- **To do**
• a. Revise the blog post on cell phones in school, starting with "Anyway, for all" and going on through "attention deficit disaster.", so that "underachieving" is replaced by "struggling".
• b. According to the blog post on cell phones in school, which students showed the biggest increase in scores when schools enacted a hard ban on cell phones?
• c. Decide whether each statement agrees with the blog post on cell phones in school, and support each yes or no with the deciding words from the post, quoted exactly: (i) The writer owns a smartphone. (ii) At the faculty meeting, each group leader had a Chromebook. (iii) The principal rang a bell to bring the teachers back to the purpose of the activity.

- **Source**
>> start

I don't have a smartphone, but this is mainly because I am cheap. And I hate looking at tiny screens, and I don't want to be distracted by the internet more than I already am. And, as a teacher, I think I'm inherently biased and have a predisposition to be annoyed by them, because I have monitor student's behavior with them. So my reasons for hating cell-phones are more visceral than anything. But I wanted to know if there was any actual research on the detrimental nature of smartphones, so I did some reading. Apparently, I'm not the only person who thinks kids shouldn't be in possession of a miniature game-device, social networking conduit, picture slideshow, camera, audio recorder, and a general boredom panacea when they are attending school.

The research is out there, which makes it even more impressive how many kids possess one of these objects. I'm not sure if parents are clueless, or if they just eventually cave to the pressure.



Anyway, for all you parents on the fence, there is some solid research that schools that enact a hard ban on cell-phones see an increase in test scores. Scores rose over 6 percent for all students, but the biggest increase was in underachieving students. This makes sense, because these kids are often the most distracted, and so sending them to class with a smartphone is a recipe for attention deficit disaster.

Plus, like I said, the writing was on the wall. Or it least it was at our last faculty meeting. We were in groups, and each group leader had a Chromebook. We were supposed to be commenting on the new technology pilot, and these comments were being transferred to a scrolling message board which was projected to all the flat screen TV sets on the walls of the cafeteria. The thrust of the comments were NOT about the technology pilot, and instead the board became a scrolling rant about how hard it is to police cell-phone activity and how annoyed teachers are with students and cell-phones. The principal had to blow his whistle and remind us what the purpose of the activity was The irony of him blowing a primitive analog device in order to reign in out-of-control technology was not lost on me. I really started to think about the issue, and the result of that is that half-baked post. I'm certainly not done ruminating, but this is a start.

>> end

- **Material**
>> start

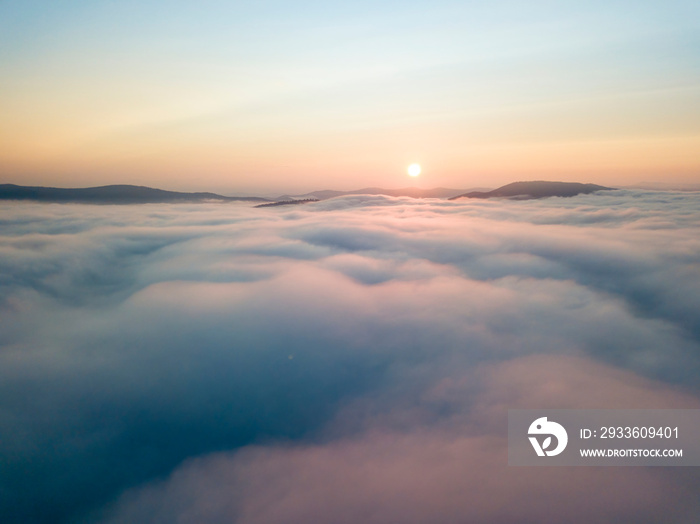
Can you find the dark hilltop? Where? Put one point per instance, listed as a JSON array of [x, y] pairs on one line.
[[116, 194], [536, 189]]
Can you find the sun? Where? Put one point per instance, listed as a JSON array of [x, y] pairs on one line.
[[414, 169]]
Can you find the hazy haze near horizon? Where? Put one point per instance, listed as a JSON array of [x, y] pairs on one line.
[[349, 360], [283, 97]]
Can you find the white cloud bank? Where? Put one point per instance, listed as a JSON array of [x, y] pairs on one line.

>> end
>> start

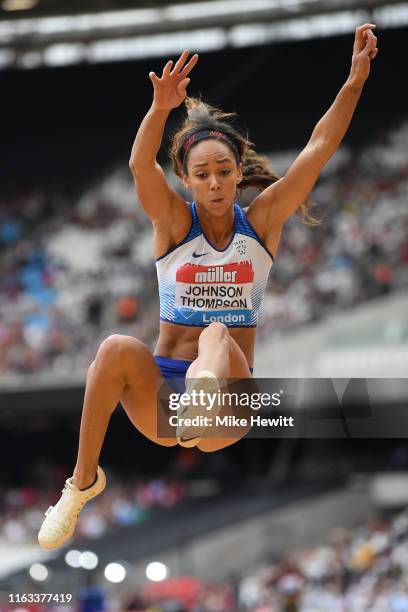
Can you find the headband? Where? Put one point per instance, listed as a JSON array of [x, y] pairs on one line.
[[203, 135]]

>> end
>> start

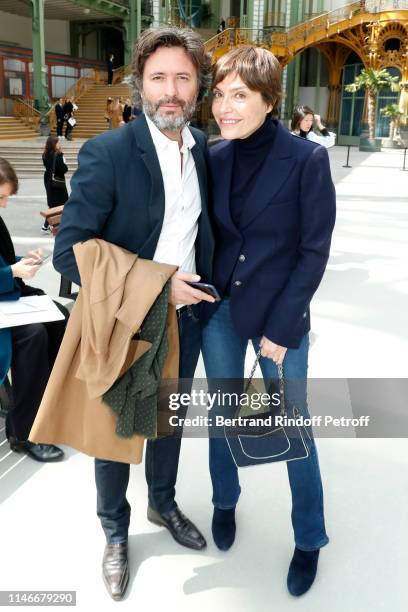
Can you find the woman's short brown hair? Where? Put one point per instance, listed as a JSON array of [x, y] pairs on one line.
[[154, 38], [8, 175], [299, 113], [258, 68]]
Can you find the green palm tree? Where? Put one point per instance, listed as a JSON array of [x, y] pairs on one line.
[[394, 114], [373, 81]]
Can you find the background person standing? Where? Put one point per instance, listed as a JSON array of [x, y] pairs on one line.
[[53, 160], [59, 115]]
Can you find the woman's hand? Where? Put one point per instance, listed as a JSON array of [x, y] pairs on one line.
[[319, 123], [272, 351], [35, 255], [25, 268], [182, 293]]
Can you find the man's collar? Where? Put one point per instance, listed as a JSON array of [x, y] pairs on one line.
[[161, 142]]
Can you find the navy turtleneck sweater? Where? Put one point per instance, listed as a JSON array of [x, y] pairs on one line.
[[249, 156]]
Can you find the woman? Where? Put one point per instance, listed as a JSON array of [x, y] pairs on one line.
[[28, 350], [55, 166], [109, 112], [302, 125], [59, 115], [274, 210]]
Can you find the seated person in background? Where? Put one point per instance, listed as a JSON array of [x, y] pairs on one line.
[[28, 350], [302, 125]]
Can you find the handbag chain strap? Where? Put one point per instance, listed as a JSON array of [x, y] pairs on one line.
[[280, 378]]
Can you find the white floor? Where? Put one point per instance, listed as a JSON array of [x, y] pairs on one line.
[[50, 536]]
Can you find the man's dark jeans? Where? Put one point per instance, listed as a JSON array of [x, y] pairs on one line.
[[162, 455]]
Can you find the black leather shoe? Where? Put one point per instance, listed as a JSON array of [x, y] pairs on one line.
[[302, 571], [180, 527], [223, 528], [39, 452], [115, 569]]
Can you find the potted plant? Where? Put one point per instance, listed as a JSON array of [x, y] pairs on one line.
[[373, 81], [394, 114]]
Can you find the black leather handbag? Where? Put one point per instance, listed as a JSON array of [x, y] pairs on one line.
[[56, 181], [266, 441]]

>> end

- **Results in order**
• a.
Anyway, for all you parents on the fence, there is some solid research that schools that enact a hard ban on cell-phones see an increase in test scores. Scores rose over 6 percent for all students, but the biggest increase was in struggling students. This makes sense, because these kids are often the most distracted, and so sending them to class with a smartphone is a recipe for attention deficit disaster.

• b. Underachieving students showed the biggest increase.

• c.
(i) No: "I don't have a smartphone"
(ii) Yes: "each group leader had a Chromebook"
(iii) No: "The principal had to blow his whistle"